• PROMPT
Using the article on the Eluvia stent study, explain in one to three sentences why Jeff Mirviss says innovative therapies can make a difference for patients with PAD.

• PAGE TEXT
Boston Scientific (NYSE:BSX) said today that a 12-month study of its Eluvia drug-eluting stent reported a primary patency of 96%, which the company claims is the highest reported for a femoropopliteal artery lesion treatment for patients with peripheral artery disease.
The palitaxel-coated Eluvia stent is the 1st stent designed to be deployed in the superficial femoral artery, Boston Scientific said. Results from the Majestic trial were presented at the Cardiovascular and Interventional Radiological Society of Europe’s annual meeting in Lisbon, Portugal.
“Achieving a 96% primary patency rate at 1 year, with low major adverse events, is exceptional. In my opinion, the sustained release of paclitaxel enabled by this technology could represent a significant advancement in the treatment of patients with peripheral arterial disease,” principal investigator Dr. Stefan Müller-Hülsbeck of Flensburg, Germany’s Vascular Center Diako Flensburg said in prepared remarks.
The 57-patient trial enrolled patients with an average lesion length of 70.8 mm with 46% having lesions classified as total occlusions and 65% classified as severely calcified, the Marlborough, Mass.-based company said.
“The Majestic trial demonstrates our commitment to bringing forward innovative therapies that can make a difference in the lives of patients with PAD who face risks of serious complications including infections and amputations. The Eluvia Stent is built on a foundation of more than 15 years of design, development and clinical leadership in drug-eluting technologies at Boston Scientific,” peripheral interventions prez Jeff Mirviss said in a press release.
Boston Scientific hopes data from the trial will support global regulatory submissions, and said it received Investigational Device Exemptoin from the FDA to begin a pivotal study of the stent. Patient enrollment is slated to begin in the coming months, the company said.

• DATASET ENTRIES
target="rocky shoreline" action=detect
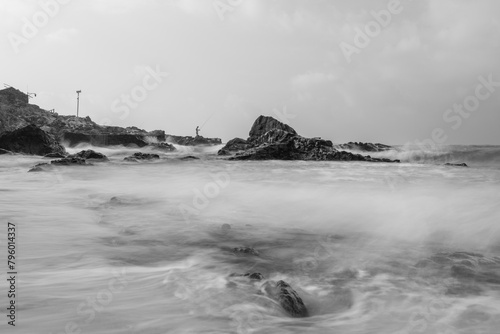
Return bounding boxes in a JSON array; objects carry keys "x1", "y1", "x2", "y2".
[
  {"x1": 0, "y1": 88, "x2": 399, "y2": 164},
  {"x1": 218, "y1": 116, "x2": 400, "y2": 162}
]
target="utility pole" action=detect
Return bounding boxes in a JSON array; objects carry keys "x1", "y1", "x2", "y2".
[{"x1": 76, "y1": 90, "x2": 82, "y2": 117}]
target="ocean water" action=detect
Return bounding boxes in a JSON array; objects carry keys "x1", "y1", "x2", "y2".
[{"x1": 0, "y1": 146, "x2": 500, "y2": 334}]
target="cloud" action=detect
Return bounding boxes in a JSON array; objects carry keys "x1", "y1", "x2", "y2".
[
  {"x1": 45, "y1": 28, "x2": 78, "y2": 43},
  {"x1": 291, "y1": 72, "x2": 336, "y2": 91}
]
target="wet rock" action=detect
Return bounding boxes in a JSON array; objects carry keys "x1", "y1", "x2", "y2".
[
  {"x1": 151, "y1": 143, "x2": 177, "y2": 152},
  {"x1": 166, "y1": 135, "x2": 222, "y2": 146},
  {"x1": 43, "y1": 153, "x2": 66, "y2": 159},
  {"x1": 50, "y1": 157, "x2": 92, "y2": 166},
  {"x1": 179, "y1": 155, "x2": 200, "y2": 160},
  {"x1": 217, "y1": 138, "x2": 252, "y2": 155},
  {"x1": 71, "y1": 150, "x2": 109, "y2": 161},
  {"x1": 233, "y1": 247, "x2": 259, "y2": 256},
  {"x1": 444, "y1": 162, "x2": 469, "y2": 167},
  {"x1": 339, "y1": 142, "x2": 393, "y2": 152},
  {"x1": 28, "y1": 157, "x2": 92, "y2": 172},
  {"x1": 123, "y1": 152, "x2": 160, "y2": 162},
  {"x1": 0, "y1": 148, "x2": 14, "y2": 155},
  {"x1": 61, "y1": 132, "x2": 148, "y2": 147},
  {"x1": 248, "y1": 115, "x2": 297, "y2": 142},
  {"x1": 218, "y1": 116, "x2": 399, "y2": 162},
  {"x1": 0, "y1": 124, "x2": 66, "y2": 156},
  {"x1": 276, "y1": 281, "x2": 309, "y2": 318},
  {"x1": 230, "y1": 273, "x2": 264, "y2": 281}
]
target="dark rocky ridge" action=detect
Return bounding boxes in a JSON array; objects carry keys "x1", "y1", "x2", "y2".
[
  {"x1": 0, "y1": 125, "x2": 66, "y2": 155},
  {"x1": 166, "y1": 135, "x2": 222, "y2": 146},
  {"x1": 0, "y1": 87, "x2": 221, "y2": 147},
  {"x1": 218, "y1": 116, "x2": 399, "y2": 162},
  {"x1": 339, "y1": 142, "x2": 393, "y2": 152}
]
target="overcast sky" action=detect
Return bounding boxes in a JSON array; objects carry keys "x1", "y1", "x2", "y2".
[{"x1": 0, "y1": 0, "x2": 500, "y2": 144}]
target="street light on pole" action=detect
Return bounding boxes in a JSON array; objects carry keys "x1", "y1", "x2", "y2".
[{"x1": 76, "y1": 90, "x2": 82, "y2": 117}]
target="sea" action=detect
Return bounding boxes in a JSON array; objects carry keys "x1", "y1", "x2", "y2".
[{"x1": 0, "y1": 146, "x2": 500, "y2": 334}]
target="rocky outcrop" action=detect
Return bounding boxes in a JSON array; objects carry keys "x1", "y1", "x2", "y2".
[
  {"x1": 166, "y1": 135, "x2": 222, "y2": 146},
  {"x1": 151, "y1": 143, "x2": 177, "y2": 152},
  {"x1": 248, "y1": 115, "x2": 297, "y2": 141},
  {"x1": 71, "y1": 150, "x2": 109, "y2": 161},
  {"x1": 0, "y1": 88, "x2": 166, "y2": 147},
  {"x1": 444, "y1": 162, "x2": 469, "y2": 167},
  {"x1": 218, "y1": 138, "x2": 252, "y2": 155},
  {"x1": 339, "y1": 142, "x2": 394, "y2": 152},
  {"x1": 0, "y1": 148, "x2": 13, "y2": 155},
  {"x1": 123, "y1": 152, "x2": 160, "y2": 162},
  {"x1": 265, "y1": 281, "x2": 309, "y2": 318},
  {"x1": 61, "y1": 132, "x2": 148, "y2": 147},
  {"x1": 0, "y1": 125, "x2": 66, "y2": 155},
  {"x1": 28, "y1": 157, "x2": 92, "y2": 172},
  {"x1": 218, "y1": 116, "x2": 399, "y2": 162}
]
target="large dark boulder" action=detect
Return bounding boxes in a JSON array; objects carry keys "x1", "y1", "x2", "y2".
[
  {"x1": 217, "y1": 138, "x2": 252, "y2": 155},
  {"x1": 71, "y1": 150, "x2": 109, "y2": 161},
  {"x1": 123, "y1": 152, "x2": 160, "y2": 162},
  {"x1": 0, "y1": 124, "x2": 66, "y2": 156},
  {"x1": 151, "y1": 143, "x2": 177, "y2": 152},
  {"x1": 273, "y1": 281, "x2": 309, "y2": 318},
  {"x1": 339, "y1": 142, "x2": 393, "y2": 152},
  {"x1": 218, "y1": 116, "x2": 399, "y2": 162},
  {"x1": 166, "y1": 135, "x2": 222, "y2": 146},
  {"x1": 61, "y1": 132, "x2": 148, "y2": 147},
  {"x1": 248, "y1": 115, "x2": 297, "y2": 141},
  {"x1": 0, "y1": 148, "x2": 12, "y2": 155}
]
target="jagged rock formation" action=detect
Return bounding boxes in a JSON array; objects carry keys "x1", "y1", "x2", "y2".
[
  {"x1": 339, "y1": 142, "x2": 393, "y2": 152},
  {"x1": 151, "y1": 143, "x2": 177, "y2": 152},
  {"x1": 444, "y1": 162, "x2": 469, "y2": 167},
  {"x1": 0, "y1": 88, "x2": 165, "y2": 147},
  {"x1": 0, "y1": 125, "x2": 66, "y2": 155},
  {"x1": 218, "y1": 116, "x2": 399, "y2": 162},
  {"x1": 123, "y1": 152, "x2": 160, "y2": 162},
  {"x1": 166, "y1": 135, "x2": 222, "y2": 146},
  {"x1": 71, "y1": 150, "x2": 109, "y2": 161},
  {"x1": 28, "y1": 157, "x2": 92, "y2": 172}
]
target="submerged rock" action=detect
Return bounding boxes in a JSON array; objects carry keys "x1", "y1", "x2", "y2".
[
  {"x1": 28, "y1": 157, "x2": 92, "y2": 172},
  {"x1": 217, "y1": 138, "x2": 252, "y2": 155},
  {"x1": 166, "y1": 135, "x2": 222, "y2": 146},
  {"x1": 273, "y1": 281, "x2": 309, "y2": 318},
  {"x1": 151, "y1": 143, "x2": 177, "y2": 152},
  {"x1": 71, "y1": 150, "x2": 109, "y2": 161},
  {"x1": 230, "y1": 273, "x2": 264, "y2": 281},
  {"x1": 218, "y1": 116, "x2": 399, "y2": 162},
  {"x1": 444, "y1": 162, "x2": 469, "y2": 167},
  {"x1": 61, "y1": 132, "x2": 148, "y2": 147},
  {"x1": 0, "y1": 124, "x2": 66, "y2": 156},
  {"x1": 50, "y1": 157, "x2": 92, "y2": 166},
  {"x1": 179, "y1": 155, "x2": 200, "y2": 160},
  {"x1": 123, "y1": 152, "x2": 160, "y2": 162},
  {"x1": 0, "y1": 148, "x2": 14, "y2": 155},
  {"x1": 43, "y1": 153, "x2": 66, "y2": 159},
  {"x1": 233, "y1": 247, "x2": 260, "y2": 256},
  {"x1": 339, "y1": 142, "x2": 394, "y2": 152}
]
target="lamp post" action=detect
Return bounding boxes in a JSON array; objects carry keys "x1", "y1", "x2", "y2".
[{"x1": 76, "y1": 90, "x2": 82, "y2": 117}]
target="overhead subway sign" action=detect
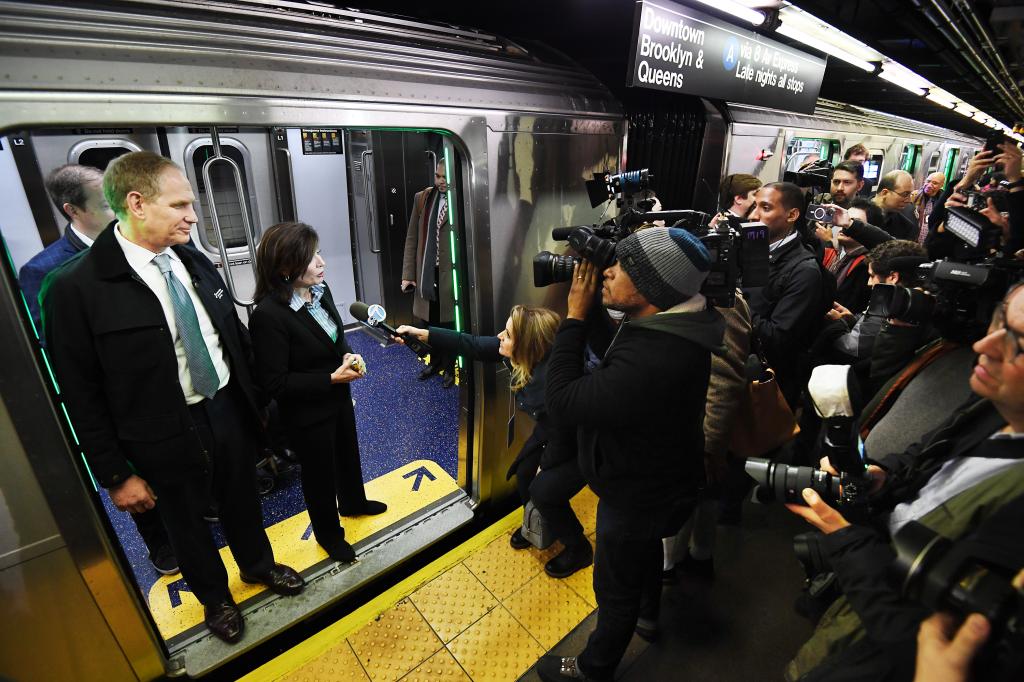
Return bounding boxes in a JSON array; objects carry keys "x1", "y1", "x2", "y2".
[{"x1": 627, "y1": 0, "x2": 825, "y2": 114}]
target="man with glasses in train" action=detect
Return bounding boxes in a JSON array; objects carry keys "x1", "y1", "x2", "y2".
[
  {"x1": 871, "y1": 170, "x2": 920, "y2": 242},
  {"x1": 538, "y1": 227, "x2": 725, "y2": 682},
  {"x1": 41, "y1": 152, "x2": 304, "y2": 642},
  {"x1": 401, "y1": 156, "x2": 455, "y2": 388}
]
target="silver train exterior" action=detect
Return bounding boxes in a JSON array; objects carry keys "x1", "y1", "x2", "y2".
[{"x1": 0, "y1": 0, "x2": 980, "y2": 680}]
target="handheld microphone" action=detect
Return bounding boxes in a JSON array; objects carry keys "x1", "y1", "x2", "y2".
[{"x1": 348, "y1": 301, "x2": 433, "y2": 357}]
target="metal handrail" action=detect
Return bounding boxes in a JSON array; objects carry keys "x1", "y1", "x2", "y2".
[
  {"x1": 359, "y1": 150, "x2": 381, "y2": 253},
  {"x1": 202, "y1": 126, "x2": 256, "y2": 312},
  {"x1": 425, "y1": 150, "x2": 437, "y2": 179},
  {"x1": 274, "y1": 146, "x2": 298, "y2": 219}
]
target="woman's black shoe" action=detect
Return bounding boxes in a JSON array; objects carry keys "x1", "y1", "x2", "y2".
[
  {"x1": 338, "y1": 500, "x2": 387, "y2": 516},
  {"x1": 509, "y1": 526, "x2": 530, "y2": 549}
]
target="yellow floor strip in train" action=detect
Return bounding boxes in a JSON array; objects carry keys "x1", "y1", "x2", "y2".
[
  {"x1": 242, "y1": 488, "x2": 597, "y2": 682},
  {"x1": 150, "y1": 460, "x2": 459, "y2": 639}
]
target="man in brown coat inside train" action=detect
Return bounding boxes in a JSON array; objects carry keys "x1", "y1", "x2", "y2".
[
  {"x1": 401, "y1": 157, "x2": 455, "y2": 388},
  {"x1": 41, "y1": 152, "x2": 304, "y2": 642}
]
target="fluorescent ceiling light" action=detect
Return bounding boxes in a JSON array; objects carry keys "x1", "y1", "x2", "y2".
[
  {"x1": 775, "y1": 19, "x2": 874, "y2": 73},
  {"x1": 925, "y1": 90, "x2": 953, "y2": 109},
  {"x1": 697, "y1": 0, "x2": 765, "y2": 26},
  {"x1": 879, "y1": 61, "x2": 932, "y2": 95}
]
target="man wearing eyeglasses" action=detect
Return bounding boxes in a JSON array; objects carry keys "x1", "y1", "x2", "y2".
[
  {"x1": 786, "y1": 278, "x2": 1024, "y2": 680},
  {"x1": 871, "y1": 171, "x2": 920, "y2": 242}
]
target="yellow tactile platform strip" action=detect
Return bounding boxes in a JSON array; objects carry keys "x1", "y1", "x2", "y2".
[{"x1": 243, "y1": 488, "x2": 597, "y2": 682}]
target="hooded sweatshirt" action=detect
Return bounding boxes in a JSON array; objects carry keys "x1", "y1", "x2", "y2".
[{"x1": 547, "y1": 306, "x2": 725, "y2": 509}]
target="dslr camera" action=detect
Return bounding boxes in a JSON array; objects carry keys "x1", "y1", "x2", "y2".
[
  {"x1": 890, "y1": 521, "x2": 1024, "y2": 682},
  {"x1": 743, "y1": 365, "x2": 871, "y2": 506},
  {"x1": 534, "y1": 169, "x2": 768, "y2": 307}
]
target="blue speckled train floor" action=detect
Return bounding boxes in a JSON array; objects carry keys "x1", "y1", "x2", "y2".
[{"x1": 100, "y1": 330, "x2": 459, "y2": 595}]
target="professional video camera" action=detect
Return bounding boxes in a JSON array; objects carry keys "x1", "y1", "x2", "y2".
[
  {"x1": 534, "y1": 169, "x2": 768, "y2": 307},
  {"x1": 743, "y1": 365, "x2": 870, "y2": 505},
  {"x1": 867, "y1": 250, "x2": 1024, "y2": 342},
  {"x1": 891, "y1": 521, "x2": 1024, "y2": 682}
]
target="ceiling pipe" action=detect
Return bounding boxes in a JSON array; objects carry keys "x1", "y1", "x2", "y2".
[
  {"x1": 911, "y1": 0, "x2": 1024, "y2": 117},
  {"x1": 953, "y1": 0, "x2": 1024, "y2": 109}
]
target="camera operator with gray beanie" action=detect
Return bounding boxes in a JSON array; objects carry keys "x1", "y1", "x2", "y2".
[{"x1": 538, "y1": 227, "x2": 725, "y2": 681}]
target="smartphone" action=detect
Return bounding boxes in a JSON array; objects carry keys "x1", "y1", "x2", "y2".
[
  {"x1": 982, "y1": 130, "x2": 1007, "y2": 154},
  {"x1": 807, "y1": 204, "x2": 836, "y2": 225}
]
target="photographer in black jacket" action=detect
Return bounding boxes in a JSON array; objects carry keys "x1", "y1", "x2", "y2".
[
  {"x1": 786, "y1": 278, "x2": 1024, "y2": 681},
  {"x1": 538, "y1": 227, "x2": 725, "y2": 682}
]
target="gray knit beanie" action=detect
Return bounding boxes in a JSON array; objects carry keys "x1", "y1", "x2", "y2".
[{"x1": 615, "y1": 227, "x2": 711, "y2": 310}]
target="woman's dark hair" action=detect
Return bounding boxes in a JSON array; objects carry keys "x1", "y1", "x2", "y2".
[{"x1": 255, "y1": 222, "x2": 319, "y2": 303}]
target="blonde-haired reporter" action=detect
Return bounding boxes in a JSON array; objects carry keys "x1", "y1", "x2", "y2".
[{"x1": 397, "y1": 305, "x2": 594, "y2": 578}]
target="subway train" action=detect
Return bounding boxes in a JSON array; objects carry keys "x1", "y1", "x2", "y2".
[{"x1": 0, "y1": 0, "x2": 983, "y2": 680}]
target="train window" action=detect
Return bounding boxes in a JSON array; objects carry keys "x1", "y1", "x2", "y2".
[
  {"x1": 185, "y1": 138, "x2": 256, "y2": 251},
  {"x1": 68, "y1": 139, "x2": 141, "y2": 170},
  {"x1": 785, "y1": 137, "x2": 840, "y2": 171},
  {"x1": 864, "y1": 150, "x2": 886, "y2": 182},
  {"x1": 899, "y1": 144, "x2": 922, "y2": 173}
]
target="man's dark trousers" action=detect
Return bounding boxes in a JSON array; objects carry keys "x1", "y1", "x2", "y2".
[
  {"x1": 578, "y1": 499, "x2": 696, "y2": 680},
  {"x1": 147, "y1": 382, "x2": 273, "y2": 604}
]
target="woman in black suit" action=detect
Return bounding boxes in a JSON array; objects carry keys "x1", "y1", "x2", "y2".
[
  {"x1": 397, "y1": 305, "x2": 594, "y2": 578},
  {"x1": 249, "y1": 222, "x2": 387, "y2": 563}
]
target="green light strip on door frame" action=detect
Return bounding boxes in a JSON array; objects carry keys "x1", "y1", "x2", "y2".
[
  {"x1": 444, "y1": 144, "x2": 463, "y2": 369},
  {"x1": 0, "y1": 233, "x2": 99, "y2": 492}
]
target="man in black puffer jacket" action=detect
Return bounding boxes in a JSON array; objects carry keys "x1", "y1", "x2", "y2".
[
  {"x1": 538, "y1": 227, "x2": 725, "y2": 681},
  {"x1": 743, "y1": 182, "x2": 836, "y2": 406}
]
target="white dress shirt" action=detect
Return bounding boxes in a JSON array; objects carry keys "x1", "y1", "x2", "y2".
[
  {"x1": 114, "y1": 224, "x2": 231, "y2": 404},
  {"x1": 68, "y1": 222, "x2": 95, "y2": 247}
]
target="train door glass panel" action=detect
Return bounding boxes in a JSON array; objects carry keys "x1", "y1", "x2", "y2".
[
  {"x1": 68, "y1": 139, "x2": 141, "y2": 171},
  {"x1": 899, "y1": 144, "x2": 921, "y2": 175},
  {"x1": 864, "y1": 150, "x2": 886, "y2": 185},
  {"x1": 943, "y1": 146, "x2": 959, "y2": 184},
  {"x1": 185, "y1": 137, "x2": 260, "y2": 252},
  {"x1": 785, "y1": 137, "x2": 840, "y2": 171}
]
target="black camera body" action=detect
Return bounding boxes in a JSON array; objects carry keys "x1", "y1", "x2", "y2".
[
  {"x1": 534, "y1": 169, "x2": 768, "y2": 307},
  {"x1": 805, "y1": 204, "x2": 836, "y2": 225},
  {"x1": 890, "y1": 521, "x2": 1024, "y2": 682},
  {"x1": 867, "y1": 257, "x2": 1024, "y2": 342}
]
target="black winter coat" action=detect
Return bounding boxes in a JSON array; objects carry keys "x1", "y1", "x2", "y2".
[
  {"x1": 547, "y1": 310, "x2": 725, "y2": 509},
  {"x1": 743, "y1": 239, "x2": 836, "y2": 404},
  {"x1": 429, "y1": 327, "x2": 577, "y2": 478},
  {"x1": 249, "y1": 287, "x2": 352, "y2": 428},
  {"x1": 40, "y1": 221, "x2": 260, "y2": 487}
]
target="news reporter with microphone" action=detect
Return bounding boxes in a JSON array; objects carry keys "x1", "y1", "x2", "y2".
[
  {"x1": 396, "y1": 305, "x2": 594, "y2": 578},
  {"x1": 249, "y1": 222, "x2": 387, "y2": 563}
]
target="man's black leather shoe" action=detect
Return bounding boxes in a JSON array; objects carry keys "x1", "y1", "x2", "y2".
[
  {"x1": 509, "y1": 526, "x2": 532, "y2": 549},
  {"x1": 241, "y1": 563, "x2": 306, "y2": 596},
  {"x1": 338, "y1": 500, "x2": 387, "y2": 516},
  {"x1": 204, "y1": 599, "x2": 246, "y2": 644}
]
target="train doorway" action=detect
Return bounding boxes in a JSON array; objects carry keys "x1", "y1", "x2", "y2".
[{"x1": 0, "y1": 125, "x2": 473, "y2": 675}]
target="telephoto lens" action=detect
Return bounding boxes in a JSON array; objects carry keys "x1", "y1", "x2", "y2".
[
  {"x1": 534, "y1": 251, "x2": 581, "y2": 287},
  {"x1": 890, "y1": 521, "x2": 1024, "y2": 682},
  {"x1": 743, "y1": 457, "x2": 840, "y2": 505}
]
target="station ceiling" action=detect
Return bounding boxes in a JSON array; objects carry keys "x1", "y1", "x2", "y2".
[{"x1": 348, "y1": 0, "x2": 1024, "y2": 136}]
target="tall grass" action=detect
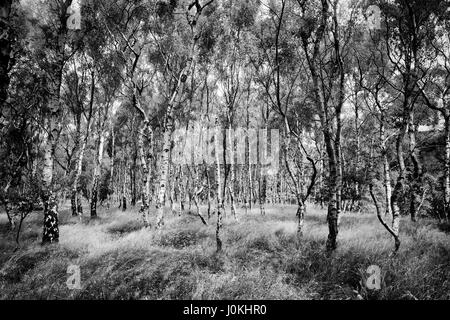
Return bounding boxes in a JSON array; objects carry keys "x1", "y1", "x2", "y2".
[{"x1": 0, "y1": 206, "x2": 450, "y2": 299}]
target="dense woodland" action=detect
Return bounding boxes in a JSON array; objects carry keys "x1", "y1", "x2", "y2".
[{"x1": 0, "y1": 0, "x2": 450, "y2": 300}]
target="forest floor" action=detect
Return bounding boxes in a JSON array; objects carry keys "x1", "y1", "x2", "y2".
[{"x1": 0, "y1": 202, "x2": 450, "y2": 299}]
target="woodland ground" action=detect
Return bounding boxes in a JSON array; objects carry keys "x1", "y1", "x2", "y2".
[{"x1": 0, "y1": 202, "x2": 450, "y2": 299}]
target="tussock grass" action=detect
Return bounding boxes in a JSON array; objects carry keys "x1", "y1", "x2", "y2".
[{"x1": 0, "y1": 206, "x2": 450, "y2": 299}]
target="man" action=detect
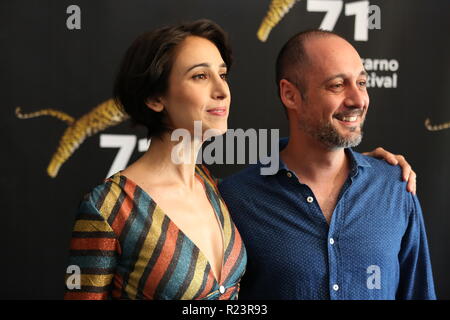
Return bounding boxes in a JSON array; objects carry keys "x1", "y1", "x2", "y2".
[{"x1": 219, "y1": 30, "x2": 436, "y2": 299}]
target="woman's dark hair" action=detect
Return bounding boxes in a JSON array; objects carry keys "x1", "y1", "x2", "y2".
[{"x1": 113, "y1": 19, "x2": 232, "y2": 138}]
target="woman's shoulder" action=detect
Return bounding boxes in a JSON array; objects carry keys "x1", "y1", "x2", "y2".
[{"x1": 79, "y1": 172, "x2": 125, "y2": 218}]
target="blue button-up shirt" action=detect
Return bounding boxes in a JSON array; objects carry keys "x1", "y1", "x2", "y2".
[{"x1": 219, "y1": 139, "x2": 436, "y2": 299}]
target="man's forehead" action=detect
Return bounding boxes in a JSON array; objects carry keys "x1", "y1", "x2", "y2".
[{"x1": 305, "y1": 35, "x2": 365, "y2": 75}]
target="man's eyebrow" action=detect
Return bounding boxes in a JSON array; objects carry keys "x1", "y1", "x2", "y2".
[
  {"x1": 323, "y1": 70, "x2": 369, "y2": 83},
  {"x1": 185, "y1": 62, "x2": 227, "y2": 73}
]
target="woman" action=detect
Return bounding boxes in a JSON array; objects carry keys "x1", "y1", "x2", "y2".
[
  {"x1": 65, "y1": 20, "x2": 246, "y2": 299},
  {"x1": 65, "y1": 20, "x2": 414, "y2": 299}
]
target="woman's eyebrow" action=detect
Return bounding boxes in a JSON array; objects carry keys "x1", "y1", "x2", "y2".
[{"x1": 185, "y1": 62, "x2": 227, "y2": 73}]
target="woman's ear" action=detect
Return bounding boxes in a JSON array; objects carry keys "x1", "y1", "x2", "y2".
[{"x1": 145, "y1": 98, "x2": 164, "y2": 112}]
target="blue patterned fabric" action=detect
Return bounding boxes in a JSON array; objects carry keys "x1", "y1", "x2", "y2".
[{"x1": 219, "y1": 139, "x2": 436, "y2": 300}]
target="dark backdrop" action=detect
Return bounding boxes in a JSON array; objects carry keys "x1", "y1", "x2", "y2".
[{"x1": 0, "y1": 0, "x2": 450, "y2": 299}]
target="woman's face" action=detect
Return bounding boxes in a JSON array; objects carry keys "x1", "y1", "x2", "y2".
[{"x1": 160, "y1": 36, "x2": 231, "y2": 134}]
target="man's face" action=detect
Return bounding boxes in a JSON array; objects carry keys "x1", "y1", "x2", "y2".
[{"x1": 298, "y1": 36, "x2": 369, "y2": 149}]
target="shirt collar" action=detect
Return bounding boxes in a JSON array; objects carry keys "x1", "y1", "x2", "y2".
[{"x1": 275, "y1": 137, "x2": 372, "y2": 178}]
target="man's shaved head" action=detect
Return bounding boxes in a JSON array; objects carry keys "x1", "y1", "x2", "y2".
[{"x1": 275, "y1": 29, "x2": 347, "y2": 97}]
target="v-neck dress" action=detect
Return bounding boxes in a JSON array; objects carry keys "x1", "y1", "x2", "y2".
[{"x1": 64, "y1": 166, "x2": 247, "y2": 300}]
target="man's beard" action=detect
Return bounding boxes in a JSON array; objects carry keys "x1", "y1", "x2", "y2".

• SOLUTION FOR THIS PROBLEM
He says these patients face risks of serious complications, including infections and amputations. That is why therapies like those the Majestic trial brings forward can make a difference in their lives.